▶ [Set exercise 1]: Retype everything in the passage on visual effects from "In the good" down to "without apparent effects.".

▶ [Page excerpt]:
┌──
In the good ole photochemical days, teenage boys especially would go back to see films with particularly amazing visual effects shots just to see if they could figure out how they were done. Today, the publicity given CGI has resulted in such shots being offhandedly dismissed even in the rare instances when they're not CGI (and it's amazing how many effects people ignore the obviousness of most such shots.) Also, the cartoon/videogame approach to many such shots actually mitigates against the "suspension of disbelief" that is necessary for real emotional involvement with the film. Spielberg's "War Of The Worlds" works because not only does every effects shot in the film look as if it could plausibly be shot with a camera, but are often staged with the proper magician's trick of casually incorporating the effect in what starts out as a shot without apparent effects.
└──
▶ [Stored data]:
┌──
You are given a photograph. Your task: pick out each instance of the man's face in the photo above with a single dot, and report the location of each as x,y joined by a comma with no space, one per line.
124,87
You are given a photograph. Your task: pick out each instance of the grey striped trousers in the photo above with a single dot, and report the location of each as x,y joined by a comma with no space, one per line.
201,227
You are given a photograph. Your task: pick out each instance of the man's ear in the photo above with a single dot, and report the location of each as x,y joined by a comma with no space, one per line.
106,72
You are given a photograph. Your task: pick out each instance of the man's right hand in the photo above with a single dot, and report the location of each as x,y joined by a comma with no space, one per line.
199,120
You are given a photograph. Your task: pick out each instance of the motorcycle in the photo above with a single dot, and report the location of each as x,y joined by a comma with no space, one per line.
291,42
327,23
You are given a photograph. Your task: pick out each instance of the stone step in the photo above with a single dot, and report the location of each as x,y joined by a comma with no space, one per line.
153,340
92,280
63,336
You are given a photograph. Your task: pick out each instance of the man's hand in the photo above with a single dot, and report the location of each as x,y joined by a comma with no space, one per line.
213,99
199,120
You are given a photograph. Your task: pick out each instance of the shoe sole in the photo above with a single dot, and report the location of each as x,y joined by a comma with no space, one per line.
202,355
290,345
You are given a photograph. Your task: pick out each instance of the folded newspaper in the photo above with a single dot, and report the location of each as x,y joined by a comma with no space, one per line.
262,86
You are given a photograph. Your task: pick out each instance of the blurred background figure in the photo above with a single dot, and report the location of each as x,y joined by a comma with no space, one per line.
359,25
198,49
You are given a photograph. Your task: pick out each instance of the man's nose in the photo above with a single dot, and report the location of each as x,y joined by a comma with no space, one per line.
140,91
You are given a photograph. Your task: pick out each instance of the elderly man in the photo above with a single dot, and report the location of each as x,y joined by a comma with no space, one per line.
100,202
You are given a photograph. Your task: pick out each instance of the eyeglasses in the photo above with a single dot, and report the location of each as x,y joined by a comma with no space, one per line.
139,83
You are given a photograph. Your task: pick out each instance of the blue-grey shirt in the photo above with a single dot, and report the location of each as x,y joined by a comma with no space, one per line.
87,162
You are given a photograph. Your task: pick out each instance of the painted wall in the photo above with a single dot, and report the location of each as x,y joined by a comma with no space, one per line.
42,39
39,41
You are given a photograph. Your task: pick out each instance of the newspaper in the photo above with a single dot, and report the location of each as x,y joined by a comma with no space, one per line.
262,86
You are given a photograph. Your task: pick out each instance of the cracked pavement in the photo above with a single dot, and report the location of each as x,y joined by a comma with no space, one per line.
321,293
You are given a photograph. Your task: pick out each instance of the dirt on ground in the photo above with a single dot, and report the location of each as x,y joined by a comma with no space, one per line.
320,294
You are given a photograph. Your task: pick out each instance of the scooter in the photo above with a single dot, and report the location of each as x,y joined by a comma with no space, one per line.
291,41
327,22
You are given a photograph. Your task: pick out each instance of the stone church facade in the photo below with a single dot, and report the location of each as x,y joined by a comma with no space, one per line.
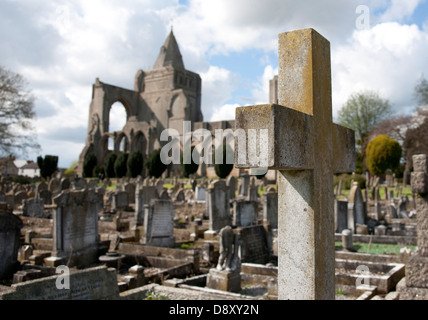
162,98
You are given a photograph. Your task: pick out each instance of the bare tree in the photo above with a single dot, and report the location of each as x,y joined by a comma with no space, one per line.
17,134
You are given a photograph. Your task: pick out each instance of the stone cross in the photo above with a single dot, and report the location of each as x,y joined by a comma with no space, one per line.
307,148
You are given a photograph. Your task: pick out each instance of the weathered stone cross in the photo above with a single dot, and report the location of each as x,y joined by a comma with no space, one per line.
307,148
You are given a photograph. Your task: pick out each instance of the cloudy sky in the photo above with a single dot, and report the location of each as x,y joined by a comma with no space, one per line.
61,47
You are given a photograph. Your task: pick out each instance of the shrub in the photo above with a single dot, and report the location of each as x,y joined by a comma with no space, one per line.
47,165
135,164
154,164
109,165
192,167
347,179
120,167
382,153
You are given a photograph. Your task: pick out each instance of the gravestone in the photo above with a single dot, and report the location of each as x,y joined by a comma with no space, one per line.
120,200
98,283
200,193
139,206
231,184
308,149
244,213
19,198
417,266
75,221
10,227
46,196
159,186
54,186
149,193
65,184
33,207
341,214
244,185
356,207
130,189
159,223
254,246
180,196
270,209
227,275
218,206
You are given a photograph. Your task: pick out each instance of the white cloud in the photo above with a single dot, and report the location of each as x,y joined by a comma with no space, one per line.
387,58
217,85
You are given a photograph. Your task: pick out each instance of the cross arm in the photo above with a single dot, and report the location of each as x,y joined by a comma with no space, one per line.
290,137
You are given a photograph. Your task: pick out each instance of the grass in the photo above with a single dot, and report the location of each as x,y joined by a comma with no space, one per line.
375,248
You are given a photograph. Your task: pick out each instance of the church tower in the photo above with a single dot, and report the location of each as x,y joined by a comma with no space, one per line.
171,92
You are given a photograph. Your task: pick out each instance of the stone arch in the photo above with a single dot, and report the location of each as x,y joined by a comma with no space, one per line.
115,111
139,142
122,143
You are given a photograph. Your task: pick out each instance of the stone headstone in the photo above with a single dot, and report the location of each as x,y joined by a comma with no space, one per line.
227,275
33,207
244,213
218,205
341,214
54,186
244,185
130,188
98,283
356,198
254,246
180,196
46,196
120,200
231,184
270,209
159,223
10,227
200,193
75,221
65,184
20,197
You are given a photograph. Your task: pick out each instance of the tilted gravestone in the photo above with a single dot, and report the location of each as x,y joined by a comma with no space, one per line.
270,209
341,215
10,226
159,223
75,233
244,213
218,205
417,266
33,207
307,148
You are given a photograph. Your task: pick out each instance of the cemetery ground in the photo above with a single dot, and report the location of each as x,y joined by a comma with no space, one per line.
115,259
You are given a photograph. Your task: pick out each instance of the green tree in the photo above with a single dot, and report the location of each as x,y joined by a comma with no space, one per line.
154,164
47,165
135,164
421,91
223,168
192,167
16,115
89,164
109,165
120,168
361,112
382,153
└──
▶ [Set exercise 2]: Turn everything in the listing from the line containing "the stone arch" down to the listing's last line into a numbered list, omitting any blank lines.

▶ [Correct result 1]:
In the good ole photochemical days, teenage boys especially would go back to see films with particularly amazing visual effects shots just to see if they could figure out how they were done. Today, the publicity given CGI has resulted in such shots being offhandedly dismissed even in the rare instances when they're not CGI (and it's amazing how many effects people ignore the obviousness of most such shots.) Also, the cartoon/videogame approach to many such shots actually mitigates against the "suspension of disbelief" that is necessary for real emotional involvement with the film. Spielberg's "War Of The Worlds" works because not only does every effects shot in the film look as if it could plausibly be shot with a camera, but are often staged with the proper magician's trick of casually incorporating the effect in what starts out as a shot without apparent effects.

▶ [Correct result 2]:
1. You are given a photograph. Your task: pick out each instance of the stone arch in the photo above with a single dot, and report the location of each as x,y joined by a comma with no space, one per line.
2. 115,111
3. 139,142
4. 122,143
5. You are given a photograph. Your task: pick out each instance of the stone headstone in the photo above with a single dot, and report the location of each as x,y joined by a comma with no space, one per line.
6. 227,275
7. 33,207
8. 244,213
9. 218,205
10. 341,214
11. 54,186
12. 244,185
13. 130,188
14. 98,283
15. 356,198
16. 254,246
17. 180,196
18. 46,196
19. 120,200
20. 231,184
21. 270,209
22. 159,223
23. 10,227
24. 200,193
25. 75,221
26. 65,184
27. 20,197
28. You are given a photograph. Your task: pick out each instance of the tilted gravestone in the photo above with a single dot, and report the location of each as x,y joined by a comma with no space, one per line.
29. 270,209
30. 341,215
31. 10,226
32. 159,223
33. 75,233
34. 244,213
35. 218,205
36. 417,266
37. 33,207
38. 307,148
39. You are given a photograph. Your task: pick out each instance of the cemetery ground in the photo above with a single dot, and report the location of each as x,y joined by a comma with no space, one per line.
40. 115,259
41. You are given a photograph. Your task: pick out each instance of the green tree in the photo above with a single dot, and report the location of each as x,y joined by a comma with no space, one per line.
42. 154,164
43. 47,165
44. 135,164
45. 421,91
46. 223,168
47. 192,167
48. 16,115
49. 89,164
50. 109,165
51. 120,168
52. 361,112
53. 382,153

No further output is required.